- What you need to do:
[1] Print the passage of the mailing list thread from "diff --git a/drivers/base/dd.c" up to and including "is an error.".
[2] Carry on the mailing list thread from the point where it stops.

- Text provided:
########################################

On Thu, Aug 11, 2022 at 12:55:08PM -0700, Guenter Roeck wrote:
>
> Ah, it must be triggered by one of the configuration options I have enabled
> on top of versatile_defconfig. Sorry, I should have checked. Please try
> with the configuration below.
>
> Guenter

Thanks for sharing your config options; I was able to reproduce the
crash after copying your config options to my repository :) The
following changes fixed the problem for me. Can you please give them a
try on your end to see if they work for you too?

diff --git a/drivers/base/dd.c b/drivers/base/dd.c
index 90b31fb141a5..0315bc2853ef 100644
--- a/drivers/base/dd.c
+++ b/drivers/base/dd.c
@@ -1117,7 +1117,9 @@ static int __driver_attach(struct device *dev, void *data)
* is an error.
*/

+ device_lock(dev);
ret = driver_match_device(drv, dev);
+ device_unlock(dev);
if (ret == 0) {
/* no match */
return 0;


Thanks,
Isaac

2022-08-12 15:33:38

by Guenter Roeck

[permalink] [raw]
Subject: Re: [PATCH v6] amba: Remove deferred device addition

On 8/11/22 22:12, Isaac Manjarres wrote:
> On Thu, Aug 11, 2022 at 12:55:08PM -0700, Guenter Roeck wrote:
>>
>> Ah, it must be triggered by one of the configuration options I have enabled
>> on top of versatile_defconfig. Sorry, I should have checked. Please try
>> with the configuration below.
>>
>> Guenter
>
> Thanks for sharing your config options; I was able to reproduce the
> crash after copying your config options to my repository :) The
> following changes fixed the problem for me. Can you please give them a
> try on your end to see if they work for you too?

########################################

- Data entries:
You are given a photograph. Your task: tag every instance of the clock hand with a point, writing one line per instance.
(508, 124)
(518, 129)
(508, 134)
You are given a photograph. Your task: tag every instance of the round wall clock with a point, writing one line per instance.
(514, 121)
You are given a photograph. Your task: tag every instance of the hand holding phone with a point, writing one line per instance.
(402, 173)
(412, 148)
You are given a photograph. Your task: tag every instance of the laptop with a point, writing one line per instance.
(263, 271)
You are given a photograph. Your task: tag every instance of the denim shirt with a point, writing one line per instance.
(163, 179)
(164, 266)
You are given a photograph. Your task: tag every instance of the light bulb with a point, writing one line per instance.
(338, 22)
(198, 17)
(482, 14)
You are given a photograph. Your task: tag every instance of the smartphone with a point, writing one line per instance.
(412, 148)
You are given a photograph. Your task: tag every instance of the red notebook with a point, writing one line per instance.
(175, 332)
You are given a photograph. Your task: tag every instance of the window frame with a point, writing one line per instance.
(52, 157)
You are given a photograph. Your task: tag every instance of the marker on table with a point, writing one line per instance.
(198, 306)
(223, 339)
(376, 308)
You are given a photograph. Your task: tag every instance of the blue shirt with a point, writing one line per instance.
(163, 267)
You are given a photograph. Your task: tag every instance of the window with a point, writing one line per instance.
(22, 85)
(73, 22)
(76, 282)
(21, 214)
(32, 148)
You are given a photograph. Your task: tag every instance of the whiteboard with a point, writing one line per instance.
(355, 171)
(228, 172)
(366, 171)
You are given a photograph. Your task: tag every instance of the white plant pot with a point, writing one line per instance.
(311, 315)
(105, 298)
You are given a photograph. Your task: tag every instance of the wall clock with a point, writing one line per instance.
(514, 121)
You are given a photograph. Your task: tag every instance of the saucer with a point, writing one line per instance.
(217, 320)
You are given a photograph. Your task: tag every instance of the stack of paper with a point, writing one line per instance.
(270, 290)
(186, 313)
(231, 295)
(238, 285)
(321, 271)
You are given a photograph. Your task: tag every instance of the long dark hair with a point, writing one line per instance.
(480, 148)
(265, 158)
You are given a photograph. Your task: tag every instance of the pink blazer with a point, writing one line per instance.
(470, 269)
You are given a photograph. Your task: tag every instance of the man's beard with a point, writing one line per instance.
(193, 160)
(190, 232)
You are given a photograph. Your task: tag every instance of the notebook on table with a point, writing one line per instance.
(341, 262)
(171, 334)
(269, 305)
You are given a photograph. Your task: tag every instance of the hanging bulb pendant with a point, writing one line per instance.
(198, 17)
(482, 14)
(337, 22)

########################################

- Written responses:
[1]
diff --git a/drivers/base/dd.c b/drivers/base/dd.c
index 90b31fb141a5..0315bc2853ef 100644
--- a/drivers/base/dd.c
+++ b/drivers/base/dd.c
@@ -1117,7 +1117,9 @@ static int __driver_attach(struct device *dev, void *data)
* is an error.

[2]
>
> diff --git a/drivers/base/dd.c b/drivers/base/dd.c
> index 90b31fb141a5..0315bc2853ef 100644
> --- a/drivers/base/dd.c
> +++ b/drivers/base/dd.c
> @@ -1117,7 +1117,9 @@ static int __driver_attach(struct device *dev, void *data)
> * is an error.
> */
>
> + device_lock(dev);
> ret = driver_match_device(drv, dev);
> + device_unlock(dev);
> if (ret == 0) {
> /* no match */
> return 0;
>
>
> Thanks,
> Isaac

The original test passes, but I now see other boot failures with other emulations.
I don't know yet if it is due to your changes or due to something else. I'll do
more testing and let you know.

Guenter

2022-08-12 15:43:45

by Guenter Roeck

[permalink] [raw]
Subject: Re: [PATCH v6] amba: Remove deferred device addition

On 8/11/22 22:12, Isaac Manjarres wrote:
> On Thu, Aug 11, 2022 at 12:55:08PM -0700, Guenter Roeck wrote:
>>
>> Ah, it must be triggered by one of the configuration options I have enabled
>> on top of versatile_defconfig. Sorry, I should have checked. Please try
>> with the configuration below.
>>
>> Guenter
>
> Thanks for sharing your config options; I was able to reproduce the
> crash after copying your config options to my repository :) The
> following changes fixed the problem for me. Can you please give them a
> try on your end to see if they work for you too?
>
> diff --git a/drivers/base/dd.c b/drivers/base/dd.c
> index 90b31fb141a5..0315bc2853ef 100644
> --- a/drivers/base/dd.c
> +++ b/drivers/base/dd.c
> @@ -1117,7 +1117,9 @@ static int __driver_attach(struct device *dev, void *data)
> * is an error.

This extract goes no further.